## DATA FOR THIS EXERCISE
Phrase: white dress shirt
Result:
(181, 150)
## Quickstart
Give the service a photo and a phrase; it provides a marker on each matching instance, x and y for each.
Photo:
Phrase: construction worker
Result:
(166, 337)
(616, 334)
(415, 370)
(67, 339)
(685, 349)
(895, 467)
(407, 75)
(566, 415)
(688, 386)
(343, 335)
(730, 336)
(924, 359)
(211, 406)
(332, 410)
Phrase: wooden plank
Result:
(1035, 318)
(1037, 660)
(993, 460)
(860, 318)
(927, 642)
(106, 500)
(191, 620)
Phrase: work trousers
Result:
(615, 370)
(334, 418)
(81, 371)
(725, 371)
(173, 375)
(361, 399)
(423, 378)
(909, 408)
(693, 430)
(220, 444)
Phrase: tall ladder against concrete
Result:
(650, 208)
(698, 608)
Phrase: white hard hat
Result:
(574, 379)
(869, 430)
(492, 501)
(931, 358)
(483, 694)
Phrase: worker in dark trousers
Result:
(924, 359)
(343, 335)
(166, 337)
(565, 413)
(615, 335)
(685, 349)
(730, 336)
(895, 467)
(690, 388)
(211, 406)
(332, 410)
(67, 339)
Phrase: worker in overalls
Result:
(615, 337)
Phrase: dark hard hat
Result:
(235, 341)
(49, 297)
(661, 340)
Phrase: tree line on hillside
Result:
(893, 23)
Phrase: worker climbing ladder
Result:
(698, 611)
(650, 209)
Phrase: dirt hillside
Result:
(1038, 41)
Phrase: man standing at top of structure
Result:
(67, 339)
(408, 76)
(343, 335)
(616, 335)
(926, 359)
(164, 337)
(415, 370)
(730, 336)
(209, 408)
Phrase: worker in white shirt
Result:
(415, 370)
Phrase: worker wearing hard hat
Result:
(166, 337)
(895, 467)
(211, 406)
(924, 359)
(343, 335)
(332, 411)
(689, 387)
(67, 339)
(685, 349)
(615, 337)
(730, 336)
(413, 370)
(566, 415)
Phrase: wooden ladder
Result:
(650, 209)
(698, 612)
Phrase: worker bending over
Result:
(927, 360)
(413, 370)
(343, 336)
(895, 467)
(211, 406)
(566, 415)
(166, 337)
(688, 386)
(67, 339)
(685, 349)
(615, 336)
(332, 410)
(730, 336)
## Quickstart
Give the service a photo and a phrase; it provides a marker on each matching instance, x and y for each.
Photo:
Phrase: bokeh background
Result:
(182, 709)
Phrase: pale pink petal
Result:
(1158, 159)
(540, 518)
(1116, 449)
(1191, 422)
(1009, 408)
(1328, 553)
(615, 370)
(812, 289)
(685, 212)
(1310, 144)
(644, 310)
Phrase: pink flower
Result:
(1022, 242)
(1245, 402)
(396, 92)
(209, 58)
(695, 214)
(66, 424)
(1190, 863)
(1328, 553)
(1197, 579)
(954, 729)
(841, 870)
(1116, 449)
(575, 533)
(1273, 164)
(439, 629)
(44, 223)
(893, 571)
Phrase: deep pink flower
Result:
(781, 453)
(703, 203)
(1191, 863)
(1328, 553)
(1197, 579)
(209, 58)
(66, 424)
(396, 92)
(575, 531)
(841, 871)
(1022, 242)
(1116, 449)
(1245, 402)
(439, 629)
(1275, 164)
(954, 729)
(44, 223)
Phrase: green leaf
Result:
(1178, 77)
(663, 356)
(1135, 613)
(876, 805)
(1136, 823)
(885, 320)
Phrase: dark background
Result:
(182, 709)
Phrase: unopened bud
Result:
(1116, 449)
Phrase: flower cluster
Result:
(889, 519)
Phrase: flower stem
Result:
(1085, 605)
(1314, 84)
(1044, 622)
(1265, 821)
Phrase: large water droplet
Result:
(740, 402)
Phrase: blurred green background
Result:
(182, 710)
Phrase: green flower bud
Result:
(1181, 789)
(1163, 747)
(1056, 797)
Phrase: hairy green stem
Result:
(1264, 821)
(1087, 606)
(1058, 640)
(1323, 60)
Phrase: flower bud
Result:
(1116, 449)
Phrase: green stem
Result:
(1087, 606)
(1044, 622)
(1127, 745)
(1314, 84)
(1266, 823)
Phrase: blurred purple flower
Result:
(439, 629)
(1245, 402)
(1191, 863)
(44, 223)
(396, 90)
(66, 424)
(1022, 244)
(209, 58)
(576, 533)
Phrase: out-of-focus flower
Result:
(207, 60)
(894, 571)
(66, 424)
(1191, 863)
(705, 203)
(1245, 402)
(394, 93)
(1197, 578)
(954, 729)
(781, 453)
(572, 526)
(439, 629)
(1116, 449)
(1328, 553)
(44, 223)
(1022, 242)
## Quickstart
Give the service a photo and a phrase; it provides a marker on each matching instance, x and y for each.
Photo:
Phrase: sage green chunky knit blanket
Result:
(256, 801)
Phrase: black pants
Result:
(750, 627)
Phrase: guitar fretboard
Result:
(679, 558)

## TASK DETAILS
Would you write out all of the data exactly as given?

## WRITTEN SOLUTION
Phrase: white dress shirt
Result:
(181, 150)
## Quickstart
Give the service a photo and a phrase; it provides a marker on each matching instance, x and y for each.
Photo:
Phrase: construction worker
Result:
(166, 337)
(616, 334)
(415, 370)
(67, 339)
(685, 349)
(895, 467)
(407, 75)
(566, 415)
(688, 386)
(343, 335)
(730, 336)
(924, 359)
(211, 406)
(332, 410)
Phrase: wooden plank
Result:
(1035, 318)
(1037, 660)
(993, 460)
(860, 318)
(927, 642)
(106, 500)
(191, 620)
Phrase: work trousers
Result:
(615, 370)
(334, 418)
(81, 371)
(725, 371)
(173, 375)
(361, 399)
(423, 378)
(909, 408)
(693, 430)
(220, 444)
Phrase: tall ladder against concrete
Result:
(650, 208)
(698, 608)
Phrase: white hard hat
Result:
(574, 379)
(869, 430)
(492, 501)
(931, 358)
(483, 694)
Phrase: worker in dark trousers
Result:
(924, 359)
(343, 335)
(166, 337)
(565, 413)
(615, 335)
(685, 349)
(730, 336)
(895, 467)
(690, 388)
(211, 406)
(332, 410)
(67, 339)
Phrase: worker in overalls
Result:
(615, 337)
Phrase: dark hard hat
Result:
(235, 341)
(49, 297)
(661, 340)
Phrase: tree line on hillside
Result:
(893, 23)
Phrase: worker climbing ladder
Result:
(698, 611)
(650, 209)
Phrase: dirt hillside
Result:
(1038, 41)
Phrase: man standing at top of structure
Result:
(67, 339)
(408, 76)
(343, 335)
(616, 335)
(926, 359)
(164, 337)
(415, 370)
(730, 336)
(209, 408)
Phrase: worker in white shirt
Result:
(415, 370)
Phrase: worker wearing hard hat
Result:
(166, 337)
(895, 467)
(211, 406)
(924, 359)
(343, 335)
(332, 411)
(689, 387)
(67, 339)
(685, 349)
(615, 337)
(730, 336)
(413, 370)
(566, 415)
Phrase: wooden ladder
Result:
(650, 209)
(698, 612)
Phrase: worker bending over
Result:
(927, 360)
(413, 370)
(343, 336)
(895, 467)
(211, 406)
(566, 415)
(166, 337)
(688, 386)
(67, 339)
(685, 349)
(615, 336)
(332, 410)
(730, 336)
## Quickstart
Give the service a photo and a phrase; it provides a marker on each matching instance, x and y for each.
Photo:
Phrase: bokeh background
Result:
(182, 709)
Phrase: pale pink petal
Result:
(1158, 159)
(540, 518)
(1116, 449)
(1191, 422)
(1009, 408)
(1328, 553)
(615, 370)
(812, 289)
(685, 212)
(1310, 144)
(644, 310)
Phrase: pink flower
Result:
(1022, 242)
(1245, 402)
(396, 92)
(209, 58)
(695, 214)
(66, 424)
(1190, 863)
(1328, 553)
(1197, 579)
(954, 729)
(841, 870)
(1116, 449)
(575, 533)
(1273, 164)
(439, 629)
(44, 223)
(893, 571)
Phrase: deep pink flower
Result:
(781, 453)
(703, 203)
(1191, 863)
(1328, 553)
(1197, 579)
(209, 58)
(66, 424)
(396, 92)
(575, 531)
(841, 871)
(1022, 242)
(1116, 449)
(1245, 402)
(439, 629)
(1275, 164)
(954, 729)
(44, 223)
Phrase: green leaf
Result:
(1178, 77)
(663, 356)
(1135, 613)
(876, 805)
(1136, 823)
(885, 320)
Phrase: dark background
Result:
(182, 709)
Phrase: unopened bud
Result:
(1116, 449)
Phrase: flower cluster
Result:
(889, 519)
Phrase: flower stem
Result:
(1085, 605)
(1314, 84)
(1044, 622)
(1265, 821)
Phrase: large water droplet
Result:
(740, 402)
Phrase: blurred green background
Result:
(182, 710)
Phrase: green flower bud
Result:
(1181, 789)
(1163, 747)
(1056, 797)
Phrase: hairy green stem
Result:
(1264, 821)
(1087, 606)
(1058, 640)
(1323, 60)
Phrase: flower bud
Result:
(1116, 449)
Phrase: green stem
Result:
(1087, 606)
(1044, 622)
(1127, 745)
(1314, 84)
(1266, 823)
Phrase: blurred purple flower
Result:
(439, 629)
(1245, 402)
(1191, 863)
(44, 223)
(396, 90)
(66, 424)
(1022, 244)
(209, 58)
(576, 533)
Phrase: out-of-focus flower
Result:
(207, 60)
(894, 571)
(66, 424)
(1191, 863)
(705, 203)
(1245, 402)
(394, 93)
(1197, 578)
(954, 729)
(781, 453)
(572, 526)
(439, 629)
(1116, 449)
(1328, 553)
(44, 223)
(1022, 242)
## Quickstart
Give the service a photo and a phrase; it provides a marker on each matching instance, x and y for each.
Photo:
Phrase: sage green chunky knit blanket
Result:
(256, 801)
Phrase: black pants
Result:
(750, 627)
Phrase: guitar fretboard
Result:
(679, 558)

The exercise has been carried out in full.